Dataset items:

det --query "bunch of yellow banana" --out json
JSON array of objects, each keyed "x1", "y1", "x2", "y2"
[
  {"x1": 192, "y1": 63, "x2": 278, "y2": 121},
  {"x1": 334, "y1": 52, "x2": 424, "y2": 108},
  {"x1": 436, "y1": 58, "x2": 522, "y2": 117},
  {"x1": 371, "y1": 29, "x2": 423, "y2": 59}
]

**What to produce**: Would you write out each entry precisely as it is given?

**Written reply**:
det --query "bunch of yellow banana" --out json
JSON array of objects, each keyed "x1", "y1", "x2", "y2"
[
  {"x1": 192, "y1": 63, "x2": 278, "y2": 121},
  {"x1": 334, "y1": 52, "x2": 424, "y2": 108},
  {"x1": 436, "y1": 58, "x2": 522, "y2": 117},
  {"x1": 371, "y1": 29, "x2": 423, "y2": 59}
]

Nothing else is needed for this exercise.